## Extract provided
[Start of Attachment]
Rotor fault diagnosis based on wavelet packet energy spectrum and adaptive fuzzy weighted support vector machine
Hong Mei Liu^{1} , Xuan Wang^{2}
^{1, 2}School of Reliability and Systems Engineering, Beihang University, Beijing 100191, China
^{1}Corresponding author
Vibroengineering PROCEDIA, Vol. 4, 2014, p. 247-252.
Accepted 15 September 2014; published 3 November 2014
JVE Conferences
In this study, a novel application of a wavelet packet energy-weighted support vector machine (WPE-WSVM) is proposed to perform fault classification of helicopter rotor. Because the helicopter rotor fault signal is weak, it is difficult to extract fault feature. The wavelet package is adopted to decompose the vibration signals on the fuselage into different frequency bands, and to eliminate the noise. And then single signal was reconstructed to extract the energy in each frequency band serving as fault feature vectors. And support vector machine was applied for classifying the failure mode of the helicopter rotor. For classification task support vector machine is used due to its good robustness and generalization performances. But the classification accuracy of standard support vector machine is relative slow when the number of samples of different classes is dramatically different. So a fuzzy weighted support vector machine was proposed, which added weight coefficient to samples of different classes. A comparative analysis of standard support vector machine and proposed fuzzy weighted support vector machine is done. The proposed fuzzy weighted support vector machine improved the classification accuracy of class with fewer samples. The proposed method is sufficiently accurate, fast, and robust, which makes it suitable for use in helicopter rotor fault diagnosis applications.
Keywords: rotor fault diagnosis, wavelet packet energy spectrum, adaptive fuzzy weighted support vector machin.
1. Introduction
According to the helicopter rotor failure mechanism, the global failure of the rotor may lead to the increase of fuselage vibration signal at fundamental frequency and doubling frequency, while the other frequency band signal belongs to noise signals [1]. In order to extract fault features effectively, in this paper, wavelet package was used for reducing noise in the fuselage vibration signal firstly, and only signals in the concerned frequency band were retained, and signals in other frequency band were set to zero. Then reconstructed signal and extracted different frequency band energy serving as the feature vectors.
Because the number of helicopter failure samples is extremely insufficient, the traditional Artificial Neural Networks (ANN) fault classifier presents a number of drawbacks, such as poor generalization capability, overfitting and local minima[2]. Support Vector Machine is a relatively new computational supervised learning method based on Statistical Learning Theory and combines fundamental concepts and principles related to learning, well-defined formulation and self- consistent mathematical theory. Unlike to most classification methods, SVM do not require a large number of training samples (Burges, 1998; Gunn, 1998). Moreover, the SVM method can solve the learning problem even when only a small amount of training samples is available. As a statistical learning theory, Support Vector Machine has an ability to get the optimal solution under the existing information rather than obtain the optimal value when the sample size is approaching infinite [2-8]. Due to the fact that it is hard to obtain sufficient helicopter fault samples in practice, in this paper, the support vector machine is applied in helicopter rotor fault diagnosis because of its high accuracy and good generalization for a small number of samples.
[End of Attachment]
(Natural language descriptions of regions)
[Start of Attachment]
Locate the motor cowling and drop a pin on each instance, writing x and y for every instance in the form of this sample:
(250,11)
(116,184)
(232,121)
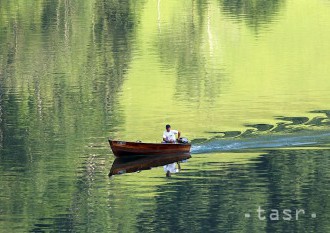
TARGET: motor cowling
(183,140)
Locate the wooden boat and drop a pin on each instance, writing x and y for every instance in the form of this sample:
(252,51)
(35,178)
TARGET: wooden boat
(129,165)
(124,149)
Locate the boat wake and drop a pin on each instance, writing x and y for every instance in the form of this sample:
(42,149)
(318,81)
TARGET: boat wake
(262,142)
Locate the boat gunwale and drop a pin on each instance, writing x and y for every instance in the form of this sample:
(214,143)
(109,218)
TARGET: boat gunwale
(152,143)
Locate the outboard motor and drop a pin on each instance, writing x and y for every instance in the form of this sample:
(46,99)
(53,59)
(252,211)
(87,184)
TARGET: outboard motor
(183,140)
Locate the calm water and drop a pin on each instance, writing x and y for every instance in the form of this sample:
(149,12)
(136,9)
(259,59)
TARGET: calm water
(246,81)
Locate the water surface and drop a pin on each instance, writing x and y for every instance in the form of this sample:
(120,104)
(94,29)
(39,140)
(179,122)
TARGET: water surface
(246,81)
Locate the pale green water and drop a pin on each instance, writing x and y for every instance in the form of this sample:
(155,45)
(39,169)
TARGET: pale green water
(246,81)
[End of Attachment]
## What you need to do
1/ Copy word for word the portion of the rotor fault diagnosis extract starting with "1. Introduction" and going on through "the feature vectors.".
2/ In the rotor fault diagnosis extract, what did the proposed fuzzy weighted support vector machine add to samples of different classes?

## Task-by-task results
1/
1. Introduction
According to the helicopter rotor failure mechanism, the global failure of the rotor may lead to the increase of fuselage vibration signal at fundamental frequency and doubling frequency, while the other frequency band signal belongs to noise signals [1]. In order to extract fault features effectively, in this paper, wavelet package was used for reducing noise in the fuselage vibration signal firstly, and only signals in the concerned frequency band were retained, and signals in other frequency band were set to zero. Then reconstructed signal and extracted different frequency band energy serving as the feature vectors.

2/ A weight coefficient.